- Task description:
Please show every line below that contains the string "item".
--- Exercise data ---
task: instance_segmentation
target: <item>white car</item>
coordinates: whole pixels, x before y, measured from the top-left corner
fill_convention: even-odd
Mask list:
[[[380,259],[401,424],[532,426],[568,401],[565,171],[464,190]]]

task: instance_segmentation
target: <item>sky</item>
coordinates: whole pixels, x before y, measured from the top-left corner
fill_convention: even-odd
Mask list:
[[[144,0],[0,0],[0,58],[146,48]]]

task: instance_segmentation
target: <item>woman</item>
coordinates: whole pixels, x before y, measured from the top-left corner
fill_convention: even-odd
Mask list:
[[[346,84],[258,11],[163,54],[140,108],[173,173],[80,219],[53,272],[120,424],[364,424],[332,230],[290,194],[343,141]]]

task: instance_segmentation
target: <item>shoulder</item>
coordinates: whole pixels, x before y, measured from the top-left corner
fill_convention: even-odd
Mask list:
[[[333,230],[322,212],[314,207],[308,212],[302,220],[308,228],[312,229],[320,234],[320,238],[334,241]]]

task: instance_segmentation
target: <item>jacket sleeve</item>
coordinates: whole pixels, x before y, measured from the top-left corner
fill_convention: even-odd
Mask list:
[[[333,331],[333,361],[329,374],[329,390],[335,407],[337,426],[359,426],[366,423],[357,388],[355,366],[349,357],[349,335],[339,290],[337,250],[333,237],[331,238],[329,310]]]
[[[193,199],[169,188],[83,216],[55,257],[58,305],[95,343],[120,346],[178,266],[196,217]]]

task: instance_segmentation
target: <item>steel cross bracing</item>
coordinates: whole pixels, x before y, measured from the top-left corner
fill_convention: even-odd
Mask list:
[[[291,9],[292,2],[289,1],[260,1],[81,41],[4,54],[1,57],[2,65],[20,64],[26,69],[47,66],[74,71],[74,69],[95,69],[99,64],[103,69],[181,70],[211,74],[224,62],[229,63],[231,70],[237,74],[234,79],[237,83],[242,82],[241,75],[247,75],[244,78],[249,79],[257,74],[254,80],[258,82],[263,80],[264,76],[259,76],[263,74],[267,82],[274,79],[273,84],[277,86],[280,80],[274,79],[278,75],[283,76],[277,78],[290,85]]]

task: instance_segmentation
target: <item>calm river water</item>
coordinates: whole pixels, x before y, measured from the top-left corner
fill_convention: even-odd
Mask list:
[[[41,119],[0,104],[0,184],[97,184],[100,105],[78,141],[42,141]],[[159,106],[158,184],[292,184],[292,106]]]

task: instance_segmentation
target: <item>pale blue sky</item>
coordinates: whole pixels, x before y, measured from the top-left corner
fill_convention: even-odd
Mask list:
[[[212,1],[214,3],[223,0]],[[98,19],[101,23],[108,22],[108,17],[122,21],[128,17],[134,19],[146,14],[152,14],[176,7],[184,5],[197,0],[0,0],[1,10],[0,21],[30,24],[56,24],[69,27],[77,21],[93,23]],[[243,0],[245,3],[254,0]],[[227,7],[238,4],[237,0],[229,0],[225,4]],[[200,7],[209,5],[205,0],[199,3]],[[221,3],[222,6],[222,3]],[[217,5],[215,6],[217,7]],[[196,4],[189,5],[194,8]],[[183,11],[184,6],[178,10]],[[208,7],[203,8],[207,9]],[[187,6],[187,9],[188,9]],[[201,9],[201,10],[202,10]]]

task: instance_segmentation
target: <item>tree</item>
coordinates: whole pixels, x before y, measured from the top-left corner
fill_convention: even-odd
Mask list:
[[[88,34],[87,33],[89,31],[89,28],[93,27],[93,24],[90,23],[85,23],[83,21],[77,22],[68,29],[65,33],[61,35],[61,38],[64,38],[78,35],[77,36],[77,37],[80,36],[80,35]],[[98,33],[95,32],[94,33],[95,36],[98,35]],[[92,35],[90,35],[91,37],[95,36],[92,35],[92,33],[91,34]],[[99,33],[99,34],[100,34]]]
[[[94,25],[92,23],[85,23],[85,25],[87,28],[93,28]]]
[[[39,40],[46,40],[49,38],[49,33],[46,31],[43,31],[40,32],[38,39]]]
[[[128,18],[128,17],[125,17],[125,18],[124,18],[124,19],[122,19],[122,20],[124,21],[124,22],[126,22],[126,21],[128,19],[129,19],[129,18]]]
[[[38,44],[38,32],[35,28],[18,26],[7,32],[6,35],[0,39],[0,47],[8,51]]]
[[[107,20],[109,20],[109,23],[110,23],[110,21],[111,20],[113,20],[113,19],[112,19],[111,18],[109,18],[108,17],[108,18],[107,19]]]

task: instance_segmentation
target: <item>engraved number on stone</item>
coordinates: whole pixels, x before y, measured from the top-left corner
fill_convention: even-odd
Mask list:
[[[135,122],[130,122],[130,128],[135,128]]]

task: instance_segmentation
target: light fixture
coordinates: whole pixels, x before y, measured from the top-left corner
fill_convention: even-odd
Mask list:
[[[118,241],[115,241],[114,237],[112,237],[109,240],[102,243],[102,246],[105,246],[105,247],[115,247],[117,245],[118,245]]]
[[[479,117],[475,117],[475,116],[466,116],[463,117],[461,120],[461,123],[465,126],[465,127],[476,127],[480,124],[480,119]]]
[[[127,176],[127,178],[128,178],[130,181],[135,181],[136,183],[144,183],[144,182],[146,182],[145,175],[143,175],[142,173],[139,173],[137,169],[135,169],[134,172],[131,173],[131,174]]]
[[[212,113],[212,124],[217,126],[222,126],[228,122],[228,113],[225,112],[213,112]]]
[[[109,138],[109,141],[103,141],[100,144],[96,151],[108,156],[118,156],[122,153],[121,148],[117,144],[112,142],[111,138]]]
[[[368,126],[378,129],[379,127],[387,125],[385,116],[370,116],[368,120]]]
---
- Task solution:
target: <item>white car</item>
target: <item>sky</item>
target: <item>woman</item>
target: <item>shoulder</item>
target: <item>jacket sleeve</item>
target: <item>steel cross bracing</item>
target: <item>calm river water</item>
target: <item>pale blue sky</item>
target: <item>tree</item>
target: <item>engraved number on stone</item>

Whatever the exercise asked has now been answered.